> Conjunto de tareas:
**1)** Responde estas preguntas según el texto sobre la crisis económica en Venezuela:
(a) ¿Con qué frecuencia se puede comprar gasolina subsidiada en bolívares?
(b) ¿Cuánto cobran por mes los profesores universitarios?
(c) ¿Cuánto le dieron a Antonio por los seis años de jubilación acumulados?
**2)** Continúa el texto sobre la crisis económica en Venezuela a partir de su última oración.

Los venezolanos pueden comprar gasolina -cuando la hay en los surtidores- a dos precios: en dólares con el valor internacional como referencia (es decir, muy lejos del acceso de las mayorías), y en bolívares, por subsidios disponibles una vez por semana según número de matrícula de cada vehículo, para la que hay que hacer filas interminables desde la madrugada.
Salvo pequeños grupos “colocados” social y económicamente, el resto de los venezolanos vive una pesadilla.
El sueldo mínimo está en el orden de los US$ 5. La administración pública, en el mejor de los casos, paga en el entorno de US$ 50 por mes. Los profesores universitarios cobran US$ 30 mensuales (de más está decir que la educación, como en muchos otros rubros, sufre éxodo masivo). El sector privado recurre a bonos en dólares para tratar de compensar. La pensión de los profesionales jubilados ronda los US$4.
-“Yo, por vivir en el exterior, no pude cobrar mi jubilación en Venezuela durante seis años. Ahora tuve que regresar y me dieron US$ 120 por todos esos años acumulados”, nos contó Antonio, un exfuncionario público venezolano que aspira a emigrar nuevamente.
Uno escucha esos comentarios y se pregunta: ¿cómo vive la gente? Las respuestas rozan matices dantescos: recurren al multiempleo de baja calidad (la gente hace “lo que venga”), viven de los dólares que sus familiares envían desde el exterior intentando estirarlos lo más posible, se amparan en beneficios que aún otorga el gobierno, que son montos que han ido disminuyendo con el tiempo o alimentos de la canasta básica que dejan mucho que desear en cuanto a balance nutricional. Y, lamentablemente, la miseria con cara de hereje lleva a que mucha gente eche mano al ventajismo pequeño, pero constante en las situaciones cotidianas, como la especulación, el regateo, el “tire y afloje” y otras formas mezquinas de negociación.
El centro de Caracas, la zona de Sábana Grande, los barrios tierra adentro y otras partes sumidas en la miseria, desbordan tristeza y personas con un desespero que parece salírseles por los poros.

> Material:

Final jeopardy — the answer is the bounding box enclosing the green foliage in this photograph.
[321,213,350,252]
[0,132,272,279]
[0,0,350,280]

> Resultados del ejercicio:
**1)**
(a) Una vez por semana, según el número de matrícula de cada vehículo.
(b) US$ 30.
(c) US$ 120.

**2)**
Ni hablar del interior del país, al que fuimos poco pero bastó ver algunas ciudades aledañas a la capital para hacerse una idea: niños y jóvenes descalzos que se interponen en las rutas, cual alcabalas, queriendo cobrar algún “peaje” (entre propina y coima). Si no lo reciben, bloquean el camino por tiempo indefinido.
Pero no solo piden dinero (saben que la crisis afecta a casi todos y no exigen tanto), sino que les alcanza con recibir “algo”: verduras, harina pan, o cualquier paquete de alguna bolsa de supermercado que uno tenga en la camioneta; son compras condenadas a no llegar al destino original.
El metro de Caracas -otrora ejemplo mundial de eficiencia- funciona sin aire acondicionado, sin avisos publicitarios en su interior, gris con gente hacinada en horas picos, de mirada hacia abajo y en silencio, y donde los vendedores ambulantes -muchos discapacitados- no hacen más que pedir limosna. La sensación de pobreza se nos vuelve prácticamente insoportable.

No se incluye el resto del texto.